[What this task involves]: Check every line below for the word "green" and copy each one that has it.

[Collected data]:
--*--

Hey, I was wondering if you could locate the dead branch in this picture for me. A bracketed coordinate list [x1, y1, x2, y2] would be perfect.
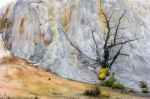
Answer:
[58, 28, 97, 62]
[109, 45, 123, 69]
[114, 10, 126, 44]
[91, 29, 101, 63]
[108, 39, 137, 48]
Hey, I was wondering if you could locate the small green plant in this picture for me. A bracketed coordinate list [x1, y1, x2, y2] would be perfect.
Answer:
[101, 78, 115, 87]
[83, 85, 101, 97]
[140, 81, 147, 88]
[129, 89, 136, 93]
[101, 77, 126, 92]
[142, 88, 149, 93]
[112, 83, 125, 90]
[140, 81, 149, 93]
[139, 81, 149, 93]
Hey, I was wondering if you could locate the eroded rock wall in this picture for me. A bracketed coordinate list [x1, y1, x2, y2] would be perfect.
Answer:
[1, 0, 150, 91]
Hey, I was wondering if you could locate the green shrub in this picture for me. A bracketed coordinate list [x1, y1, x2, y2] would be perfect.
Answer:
[101, 77, 126, 92]
[142, 88, 149, 93]
[83, 86, 101, 97]
[139, 81, 149, 93]
[101, 78, 115, 87]
[140, 81, 147, 88]
[112, 83, 125, 90]
[129, 89, 136, 93]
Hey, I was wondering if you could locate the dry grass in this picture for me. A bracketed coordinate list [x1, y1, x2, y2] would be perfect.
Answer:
[83, 85, 101, 97]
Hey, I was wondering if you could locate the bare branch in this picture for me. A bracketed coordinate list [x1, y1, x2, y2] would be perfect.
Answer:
[91, 30, 101, 62]
[108, 38, 137, 48]
[58, 28, 97, 62]
[120, 53, 129, 56]
[116, 37, 126, 40]
[108, 10, 114, 22]
[109, 45, 123, 69]
[114, 10, 126, 44]
[118, 27, 128, 30]
[103, 16, 111, 49]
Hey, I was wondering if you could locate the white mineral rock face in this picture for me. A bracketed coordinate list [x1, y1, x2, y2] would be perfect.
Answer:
[1, 0, 150, 91]
[0, 0, 14, 8]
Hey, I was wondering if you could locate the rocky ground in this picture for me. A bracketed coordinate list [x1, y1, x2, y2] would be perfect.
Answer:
[0, 56, 148, 99]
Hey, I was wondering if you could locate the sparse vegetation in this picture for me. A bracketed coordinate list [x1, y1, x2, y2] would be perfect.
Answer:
[101, 78, 115, 87]
[140, 81, 147, 88]
[83, 85, 101, 97]
[128, 89, 136, 94]
[142, 88, 149, 93]
[101, 76, 126, 92]
[139, 81, 149, 93]
[112, 83, 125, 90]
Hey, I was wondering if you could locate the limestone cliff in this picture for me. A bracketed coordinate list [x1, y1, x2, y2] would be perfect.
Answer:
[1, 0, 150, 91]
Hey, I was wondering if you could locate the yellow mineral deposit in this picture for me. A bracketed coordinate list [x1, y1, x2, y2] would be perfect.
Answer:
[96, 0, 107, 33]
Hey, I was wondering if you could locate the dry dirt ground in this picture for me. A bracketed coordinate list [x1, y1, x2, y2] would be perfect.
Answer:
[0, 56, 149, 99]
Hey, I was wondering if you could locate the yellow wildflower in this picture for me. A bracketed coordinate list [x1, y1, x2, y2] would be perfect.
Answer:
[99, 68, 108, 75]
[99, 73, 106, 80]
[98, 68, 109, 80]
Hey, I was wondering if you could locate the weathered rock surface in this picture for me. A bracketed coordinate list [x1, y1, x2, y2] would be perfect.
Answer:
[0, 34, 10, 58]
[1, 0, 150, 91]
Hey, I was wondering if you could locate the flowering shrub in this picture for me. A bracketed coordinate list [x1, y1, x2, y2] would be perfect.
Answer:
[98, 68, 109, 80]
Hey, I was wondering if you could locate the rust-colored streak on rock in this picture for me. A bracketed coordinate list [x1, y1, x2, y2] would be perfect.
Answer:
[0, 3, 14, 30]
[44, 39, 51, 46]
[19, 17, 28, 38]
[39, 32, 45, 41]
[5, 4, 11, 18]
[39, 32, 52, 46]
[61, 1, 76, 32]
[96, 0, 107, 33]
[0, 15, 6, 31]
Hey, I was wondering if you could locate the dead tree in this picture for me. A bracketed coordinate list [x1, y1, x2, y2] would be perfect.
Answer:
[59, 9, 136, 70]
[99, 9, 137, 69]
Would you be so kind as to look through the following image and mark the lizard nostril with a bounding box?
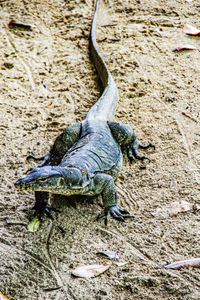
[15,179,21,186]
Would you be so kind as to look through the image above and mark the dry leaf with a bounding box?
[170,200,198,216]
[0,291,10,300]
[173,44,198,51]
[152,200,199,218]
[114,261,128,267]
[97,250,120,260]
[27,217,40,232]
[165,258,200,270]
[72,263,111,278]
[183,24,200,35]
[185,0,194,2]
[8,20,33,29]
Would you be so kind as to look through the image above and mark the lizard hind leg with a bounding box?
[108,121,155,163]
[128,139,155,163]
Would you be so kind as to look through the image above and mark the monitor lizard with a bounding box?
[15,0,154,225]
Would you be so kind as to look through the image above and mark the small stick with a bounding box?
[43,286,62,292]
[181,111,198,123]
[165,258,200,270]
[101,23,117,27]
[66,25,84,28]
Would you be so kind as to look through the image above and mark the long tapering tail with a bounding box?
[86,0,118,121]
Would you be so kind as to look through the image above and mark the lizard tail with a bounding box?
[86,0,118,121]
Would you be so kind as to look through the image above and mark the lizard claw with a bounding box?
[37,204,61,220]
[25,203,61,221]
[127,142,155,163]
[97,205,134,226]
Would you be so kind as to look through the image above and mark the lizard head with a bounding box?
[15,166,83,194]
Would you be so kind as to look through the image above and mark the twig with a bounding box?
[165,258,200,270]
[45,222,76,300]
[101,23,117,27]
[181,111,198,123]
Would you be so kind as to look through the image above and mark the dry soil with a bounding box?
[0,0,200,299]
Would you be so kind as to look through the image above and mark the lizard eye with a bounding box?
[39,177,47,182]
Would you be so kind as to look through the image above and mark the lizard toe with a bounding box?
[111,211,125,222]
[118,208,135,218]
[107,205,134,222]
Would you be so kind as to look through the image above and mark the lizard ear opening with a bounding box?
[57,177,65,186]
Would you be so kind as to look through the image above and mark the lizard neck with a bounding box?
[86,0,118,122]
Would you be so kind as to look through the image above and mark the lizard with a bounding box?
[15,0,154,225]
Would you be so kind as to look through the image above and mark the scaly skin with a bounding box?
[15,0,154,224]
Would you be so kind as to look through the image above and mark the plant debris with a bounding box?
[8,20,34,29]
[71,263,111,278]
[165,258,200,270]
[97,250,120,260]
[152,200,199,218]
[40,101,52,108]
[27,217,40,232]
[172,44,199,51]
[183,24,200,35]
[43,286,62,292]
[169,200,199,216]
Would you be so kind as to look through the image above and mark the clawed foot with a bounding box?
[30,192,60,221]
[127,142,155,163]
[24,203,61,221]
[34,203,61,220]
[97,205,134,226]
[25,203,61,232]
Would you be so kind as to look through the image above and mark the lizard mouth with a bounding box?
[15,166,62,191]
[15,176,48,191]
[15,179,34,191]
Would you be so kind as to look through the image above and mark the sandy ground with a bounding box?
[0,0,200,299]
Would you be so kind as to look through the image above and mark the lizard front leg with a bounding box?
[108,121,155,162]
[33,191,60,220]
[17,121,82,219]
[35,121,82,217]
[93,173,133,225]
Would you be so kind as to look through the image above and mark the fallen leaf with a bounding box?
[97,250,120,260]
[152,200,199,218]
[27,217,40,232]
[183,24,200,35]
[185,0,194,2]
[170,200,198,216]
[0,291,10,300]
[114,261,128,267]
[8,20,34,29]
[72,263,111,278]
[172,44,198,51]
[165,258,200,270]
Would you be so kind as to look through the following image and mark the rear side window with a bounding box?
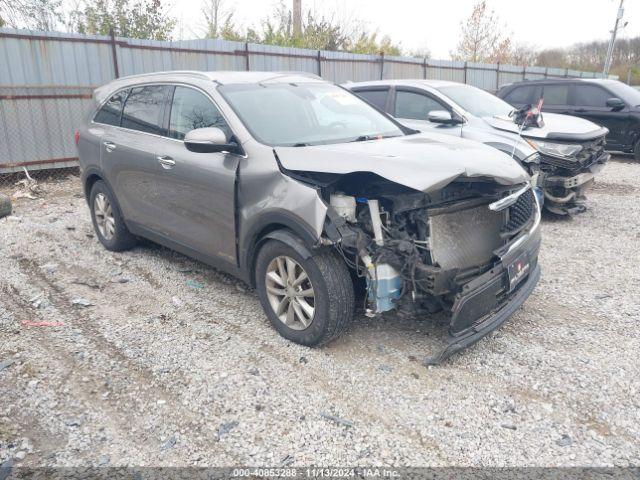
[571,85,610,108]
[542,84,570,106]
[168,87,230,140]
[354,89,388,110]
[121,85,169,135]
[94,90,127,126]
[395,90,445,120]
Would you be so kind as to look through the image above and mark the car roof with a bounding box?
[344,79,462,89]
[502,77,615,87]
[94,70,324,103]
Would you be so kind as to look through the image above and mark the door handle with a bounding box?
[157,155,175,169]
[103,141,116,153]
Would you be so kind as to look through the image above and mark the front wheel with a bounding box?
[255,238,355,346]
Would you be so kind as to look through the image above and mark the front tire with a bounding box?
[89,180,137,252]
[255,238,355,346]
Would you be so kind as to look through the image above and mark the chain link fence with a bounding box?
[0,85,90,198]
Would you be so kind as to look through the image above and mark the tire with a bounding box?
[89,180,137,252]
[634,141,640,162]
[0,193,11,219]
[255,238,355,347]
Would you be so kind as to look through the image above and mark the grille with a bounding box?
[540,136,607,172]
[502,188,535,235]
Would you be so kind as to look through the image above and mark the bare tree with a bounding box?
[1,0,62,30]
[201,0,236,39]
[451,0,511,63]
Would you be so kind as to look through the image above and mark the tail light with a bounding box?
[74,130,80,145]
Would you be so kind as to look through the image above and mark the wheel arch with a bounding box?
[241,213,319,288]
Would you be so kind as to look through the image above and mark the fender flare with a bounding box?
[241,214,320,286]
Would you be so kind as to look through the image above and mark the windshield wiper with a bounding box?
[349,134,400,143]
[292,142,310,147]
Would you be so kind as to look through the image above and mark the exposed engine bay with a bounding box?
[290,171,540,340]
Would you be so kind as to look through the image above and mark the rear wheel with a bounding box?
[255,238,354,346]
[89,180,137,251]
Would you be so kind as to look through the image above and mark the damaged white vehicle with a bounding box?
[345,80,610,215]
[77,71,541,363]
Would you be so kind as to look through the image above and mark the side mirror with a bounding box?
[606,97,625,110]
[184,127,239,153]
[428,110,462,125]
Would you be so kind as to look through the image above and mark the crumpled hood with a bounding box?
[275,132,529,193]
[484,112,608,140]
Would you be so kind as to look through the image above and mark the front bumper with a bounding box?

--*--

[Written solution]:
Hey, I was wondering if you could locate the small green plant in this picture for me. A bracketed coordinate list [x1, y1, x2, y2] would be perfect.
Hey, I was wondering if you could locate the green shrub in this picture for me. A bracketed coordinate list [x1, y1, x2, y2] would be perfect.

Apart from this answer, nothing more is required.